# Written exercise:
Each entry below must be repeated word for word.

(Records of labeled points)

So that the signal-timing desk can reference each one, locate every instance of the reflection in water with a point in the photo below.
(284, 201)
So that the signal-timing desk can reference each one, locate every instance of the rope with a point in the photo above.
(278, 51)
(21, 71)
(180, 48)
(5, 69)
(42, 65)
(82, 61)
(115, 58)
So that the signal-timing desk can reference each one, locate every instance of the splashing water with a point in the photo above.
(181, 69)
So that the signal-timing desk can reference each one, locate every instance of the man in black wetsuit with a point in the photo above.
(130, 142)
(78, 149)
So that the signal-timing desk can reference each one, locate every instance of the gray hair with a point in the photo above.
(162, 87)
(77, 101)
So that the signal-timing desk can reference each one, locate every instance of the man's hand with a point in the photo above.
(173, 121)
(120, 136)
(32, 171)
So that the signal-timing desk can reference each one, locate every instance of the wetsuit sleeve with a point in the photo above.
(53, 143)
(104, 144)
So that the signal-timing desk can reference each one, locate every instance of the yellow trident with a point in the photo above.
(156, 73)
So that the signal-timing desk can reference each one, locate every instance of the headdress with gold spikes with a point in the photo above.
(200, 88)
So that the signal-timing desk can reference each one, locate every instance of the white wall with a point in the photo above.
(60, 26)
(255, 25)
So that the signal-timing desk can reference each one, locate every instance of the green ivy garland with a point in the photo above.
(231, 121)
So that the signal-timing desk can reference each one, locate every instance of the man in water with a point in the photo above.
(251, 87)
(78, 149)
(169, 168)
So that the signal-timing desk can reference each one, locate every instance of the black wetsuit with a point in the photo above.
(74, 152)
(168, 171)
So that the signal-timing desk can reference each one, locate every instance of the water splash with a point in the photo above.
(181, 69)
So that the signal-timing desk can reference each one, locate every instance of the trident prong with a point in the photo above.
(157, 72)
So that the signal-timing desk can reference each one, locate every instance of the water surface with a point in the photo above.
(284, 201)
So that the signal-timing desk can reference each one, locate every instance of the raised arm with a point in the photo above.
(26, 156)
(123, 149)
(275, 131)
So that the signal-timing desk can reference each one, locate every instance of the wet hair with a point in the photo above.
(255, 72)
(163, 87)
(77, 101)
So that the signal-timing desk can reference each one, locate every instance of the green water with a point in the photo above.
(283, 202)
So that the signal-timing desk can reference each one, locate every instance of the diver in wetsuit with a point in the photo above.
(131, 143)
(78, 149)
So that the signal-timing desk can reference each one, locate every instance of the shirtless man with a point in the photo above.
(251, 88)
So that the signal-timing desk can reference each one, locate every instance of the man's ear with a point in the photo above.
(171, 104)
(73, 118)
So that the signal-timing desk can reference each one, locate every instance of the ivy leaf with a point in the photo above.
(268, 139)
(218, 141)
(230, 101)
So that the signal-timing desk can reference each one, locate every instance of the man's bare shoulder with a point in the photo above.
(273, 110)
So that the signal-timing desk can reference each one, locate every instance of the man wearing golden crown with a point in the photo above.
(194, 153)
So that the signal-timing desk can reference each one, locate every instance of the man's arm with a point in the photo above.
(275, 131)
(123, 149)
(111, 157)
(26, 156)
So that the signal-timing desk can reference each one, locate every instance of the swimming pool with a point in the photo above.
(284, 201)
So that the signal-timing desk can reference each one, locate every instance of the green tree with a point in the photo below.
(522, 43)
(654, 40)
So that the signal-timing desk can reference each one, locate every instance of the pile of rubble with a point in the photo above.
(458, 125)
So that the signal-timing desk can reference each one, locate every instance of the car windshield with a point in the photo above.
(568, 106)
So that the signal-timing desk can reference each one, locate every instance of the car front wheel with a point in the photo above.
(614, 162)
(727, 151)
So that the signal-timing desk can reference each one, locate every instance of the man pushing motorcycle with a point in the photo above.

# In response:
So that the signal-timing desk can reference each one, locate every instance of the reflection in water with a point in the photo below.
(284, 201)
So that the signal-timing desk can reference each one, locate every instance of the rope with a point in the photo above.
(278, 51)
(21, 71)
(180, 48)
(5, 69)
(42, 65)
(82, 61)
(115, 58)
So that the signal-timing desk can reference each one, locate every instance of the splashing water with a point in the photo above.
(181, 69)
So that the signal-timing desk can reference each one, locate every instance of the man in black wetsuit with a point in the photo above.
(130, 142)
(78, 149)
So that the signal-timing desk can reference each one, locate every instance of the gray hair with a point in the photo above.
(162, 87)
(77, 101)
So that the signal-timing desk can reference each one, locate every instance of the man's hand with a point in the photo above.
(173, 121)
(120, 136)
(32, 171)
So that the signal-timing desk can reference each one, locate every instance of the wetsuit sleeve with a point in the photo above.
(53, 143)
(104, 144)
So that the signal-timing desk can reference each one, locate every instance of the yellow trident with a point in the photo above.
(156, 73)
So that the signal-timing desk can reference each one, locate every instance of the headdress with gold spikes with a point in the photo above.
(200, 88)
So that the signal-timing desk can reference each one, locate every instance of the white wall with a point in the photo above.
(60, 26)
(255, 25)
So that the signal-timing desk can reference each one, locate every instance of the green ivy garland with a point in the photo above.
(231, 121)
So that the signal-timing desk can reference each one, locate every instance of the man in water with a point in the photo above.
(251, 87)
(78, 149)
(169, 168)
So that the signal-timing desk can reference each one, locate every instance of the black wetsuit with a point in the photo above.
(74, 152)
(168, 171)
So that the signal-timing desk can reference each one, locate every instance of the water splash with a point in the photo above.
(181, 69)
So that the signal-timing desk can reference each one, locate every instance of the trident prong with a point in the photo above.
(157, 72)
So that the signal-timing desk can reference each one, locate every instance of the water surface with a point in the photo above.
(284, 201)
So that the signal-timing desk can reference each one, locate every instance of the raised arm with a point in the photo above.
(26, 156)
(123, 149)
(275, 131)
So that the signal-timing desk can reference each one, locate every instance of the wet hair with a point in the photo above.
(255, 72)
(163, 87)
(77, 101)
So that the signal-timing desk can reference each one, locate every instance of the green water with a point in the photo above.
(283, 202)
So that the signal-timing desk can reference each one, locate every instance of the diver in wetsuit with a point in the photo above.
(131, 143)
(78, 149)
So that the signal-timing desk can reference each one, locate every instance of the shirtless man with a point in the photo above.
(251, 88)
So that the signal-timing desk can reference each one, locate every instance of the man's ear with a point in the photo above.
(171, 104)
(73, 118)
So that the signal-timing desk can reference each one, locate every instance of the ivy leaf with a point in the photo above.
(268, 139)
(218, 141)
(230, 101)
So that the signal-timing desk can reference each one, locate every instance of the man's bare shoulder with a point in the photo above.
(273, 110)
So that the signal-timing desk can reference each one, locate every instance of the man wearing golden crown with a point in the photo above.
(194, 153)
So that the signal-timing desk can reference each one, locate every instance of the man's arm with a point in the photo above.
(275, 131)
(123, 149)
(111, 157)
(26, 156)
So that the signal-timing desk can reference each one, locate every instance of the swimming pool with a point in the photo above.
(284, 201)
So that the signal-timing desk can reference each one, locate every instance of the green tree with a point in the photo below.
(522, 43)
(654, 40)
So that the signal-timing desk can reference each one, locate every instance of the pile of rubble with a point in the photo above.
(458, 125)
So that the signal-timing desk can reference each one, locate every instance of the car windshield with a point in the photo above.
(568, 106)
So that the signal-timing desk can reference each one, locate every instance of the car front wheel with a point in the photo above.
(614, 162)
(727, 151)
So that the signal-timing desk can reference each one, locate every instance of the man pushing motorcycle with a point in the photo above.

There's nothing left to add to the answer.